SET TASK. Write each line word for word, from the line that contains "Where can the white platform" through the last line of the material below.
** Start of LISTED ENTRIES **
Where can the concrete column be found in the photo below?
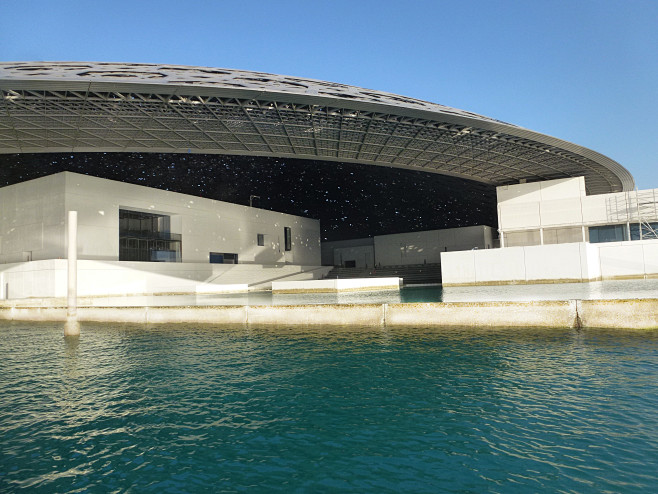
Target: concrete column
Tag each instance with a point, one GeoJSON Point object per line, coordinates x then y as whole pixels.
{"type": "Point", "coordinates": [72, 328]}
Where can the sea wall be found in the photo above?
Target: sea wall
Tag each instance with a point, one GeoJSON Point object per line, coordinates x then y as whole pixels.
{"type": "Point", "coordinates": [614, 314]}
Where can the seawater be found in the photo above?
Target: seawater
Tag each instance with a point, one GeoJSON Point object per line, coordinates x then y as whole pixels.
{"type": "Point", "coordinates": [193, 409]}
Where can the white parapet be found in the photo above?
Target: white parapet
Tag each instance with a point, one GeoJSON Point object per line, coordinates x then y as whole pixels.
{"type": "Point", "coordinates": [212, 288]}
{"type": "Point", "coordinates": [351, 284]}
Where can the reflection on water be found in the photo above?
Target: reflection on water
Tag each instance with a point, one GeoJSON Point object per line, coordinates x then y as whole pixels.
{"type": "Point", "coordinates": [175, 408]}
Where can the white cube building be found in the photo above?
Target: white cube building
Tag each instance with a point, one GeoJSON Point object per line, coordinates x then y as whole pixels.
{"type": "Point", "coordinates": [142, 240]}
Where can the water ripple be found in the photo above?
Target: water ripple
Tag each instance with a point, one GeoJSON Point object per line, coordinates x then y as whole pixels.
{"type": "Point", "coordinates": [179, 409]}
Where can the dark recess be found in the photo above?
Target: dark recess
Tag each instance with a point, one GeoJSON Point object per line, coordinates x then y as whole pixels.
{"type": "Point", "coordinates": [350, 200]}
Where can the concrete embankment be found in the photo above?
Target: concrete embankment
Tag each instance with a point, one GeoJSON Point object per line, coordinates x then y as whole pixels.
{"type": "Point", "coordinates": [621, 314]}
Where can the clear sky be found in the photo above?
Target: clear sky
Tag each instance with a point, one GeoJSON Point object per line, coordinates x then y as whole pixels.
{"type": "Point", "coordinates": [585, 71]}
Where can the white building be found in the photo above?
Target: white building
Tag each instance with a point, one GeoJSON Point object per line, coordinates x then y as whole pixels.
{"type": "Point", "coordinates": [134, 239]}
{"type": "Point", "coordinates": [553, 232]}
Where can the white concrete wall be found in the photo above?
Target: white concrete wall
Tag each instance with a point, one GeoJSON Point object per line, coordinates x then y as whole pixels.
{"type": "Point", "coordinates": [48, 278]}
{"type": "Point", "coordinates": [552, 263]}
{"type": "Point", "coordinates": [563, 203]}
{"type": "Point", "coordinates": [33, 221]}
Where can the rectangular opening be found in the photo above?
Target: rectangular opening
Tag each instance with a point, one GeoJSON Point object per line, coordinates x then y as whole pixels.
{"type": "Point", "coordinates": [147, 237]}
{"type": "Point", "coordinates": [608, 233]}
{"type": "Point", "coordinates": [223, 258]}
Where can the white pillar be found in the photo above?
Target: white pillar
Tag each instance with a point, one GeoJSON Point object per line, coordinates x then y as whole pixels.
{"type": "Point", "coordinates": [72, 328]}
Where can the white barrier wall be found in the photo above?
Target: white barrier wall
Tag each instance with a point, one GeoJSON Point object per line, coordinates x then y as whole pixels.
{"type": "Point", "coordinates": [573, 262]}
{"type": "Point", "coordinates": [33, 222]}
{"type": "Point", "coordinates": [102, 278]}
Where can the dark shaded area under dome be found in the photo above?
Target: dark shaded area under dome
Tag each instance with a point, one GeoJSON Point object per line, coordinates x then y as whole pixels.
{"type": "Point", "coordinates": [350, 200]}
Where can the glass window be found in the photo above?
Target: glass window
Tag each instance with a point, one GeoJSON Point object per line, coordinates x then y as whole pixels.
{"type": "Point", "coordinates": [223, 258]}
{"type": "Point", "coordinates": [146, 237]}
{"type": "Point", "coordinates": [608, 233]}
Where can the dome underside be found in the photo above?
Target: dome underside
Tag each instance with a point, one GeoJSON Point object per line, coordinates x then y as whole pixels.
{"type": "Point", "coordinates": [42, 112]}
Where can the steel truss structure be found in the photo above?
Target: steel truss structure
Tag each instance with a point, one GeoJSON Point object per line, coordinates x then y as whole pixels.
{"type": "Point", "coordinates": [48, 107]}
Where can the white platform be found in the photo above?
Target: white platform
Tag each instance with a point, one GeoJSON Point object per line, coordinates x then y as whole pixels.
{"type": "Point", "coordinates": [351, 284]}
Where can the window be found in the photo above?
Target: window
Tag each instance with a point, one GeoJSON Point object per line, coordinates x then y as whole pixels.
{"type": "Point", "coordinates": [223, 258]}
{"type": "Point", "coordinates": [647, 232]}
{"type": "Point", "coordinates": [608, 233]}
{"type": "Point", "coordinates": [146, 237]}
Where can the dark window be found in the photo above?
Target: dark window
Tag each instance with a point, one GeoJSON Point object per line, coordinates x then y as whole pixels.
{"type": "Point", "coordinates": [146, 237]}
{"type": "Point", "coordinates": [646, 232]}
{"type": "Point", "coordinates": [608, 233]}
{"type": "Point", "coordinates": [223, 258]}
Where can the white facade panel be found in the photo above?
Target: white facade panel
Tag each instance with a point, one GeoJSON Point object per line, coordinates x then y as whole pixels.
{"type": "Point", "coordinates": [33, 221]}
{"type": "Point", "coordinates": [513, 216]}
{"type": "Point", "coordinates": [622, 259]}
{"type": "Point", "coordinates": [553, 262]}
{"type": "Point", "coordinates": [492, 264]}
{"type": "Point", "coordinates": [560, 212]}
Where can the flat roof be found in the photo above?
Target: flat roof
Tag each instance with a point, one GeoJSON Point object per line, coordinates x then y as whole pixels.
{"type": "Point", "coordinates": [51, 107]}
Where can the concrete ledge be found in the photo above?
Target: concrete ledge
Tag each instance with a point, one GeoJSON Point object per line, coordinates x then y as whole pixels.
{"type": "Point", "coordinates": [632, 314]}
{"type": "Point", "coordinates": [546, 314]}
{"type": "Point", "coordinates": [614, 314]}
** End of LISTED ENTRIES **
SOLUTION BELOW.
Where can the white platform be found in the photo above?
Target: white platform
Tag each instance with a point, one GeoJSON Point object per line, coordinates x then y as whole pixels.
{"type": "Point", "coordinates": [351, 284]}
Where can the window be found in the photo above?
Target: window
Tag each instance with a point, one GeoJSON Point object per line, coordinates x then y as whole pixels.
{"type": "Point", "coordinates": [223, 258]}
{"type": "Point", "coordinates": [647, 232]}
{"type": "Point", "coordinates": [608, 233]}
{"type": "Point", "coordinates": [146, 237]}
Where can the dark window be found in the photo above?
Target: dark window
Tag each instance with a point, one GeoJSON Point object per line, coordinates x then y as whole pixels.
{"type": "Point", "coordinates": [146, 237]}
{"type": "Point", "coordinates": [646, 232]}
{"type": "Point", "coordinates": [608, 233]}
{"type": "Point", "coordinates": [223, 258]}
Where can the white facade panel be found in the photo above?
Target: white facade panel
Tag each instance with a point, one GeoJSON Point object per line, coordinates x then y as whole pixels.
{"type": "Point", "coordinates": [33, 221]}
{"type": "Point", "coordinates": [513, 216]}
{"type": "Point", "coordinates": [622, 259]}
{"type": "Point", "coordinates": [553, 262]}
{"type": "Point", "coordinates": [492, 264]}
{"type": "Point", "coordinates": [560, 212]}
Where can the flat roof be found in the photo above?
Target: flat roof
Tag each instance with a point, one GeoJSON Point object per line, coordinates x then y as whole pixels.
{"type": "Point", "coordinates": [51, 107]}
Where can the concrete ledge be found in the photo above?
Target: concrete ledge
Tag each instance with a point, one GeoJSON Point object per line, coordinates x then y as whole pixels.
{"type": "Point", "coordinates": [632, 314]}
{"type": "Point", "coordinates": [546, 314]}
{"type": "Point", "coordinates": [614, 314]}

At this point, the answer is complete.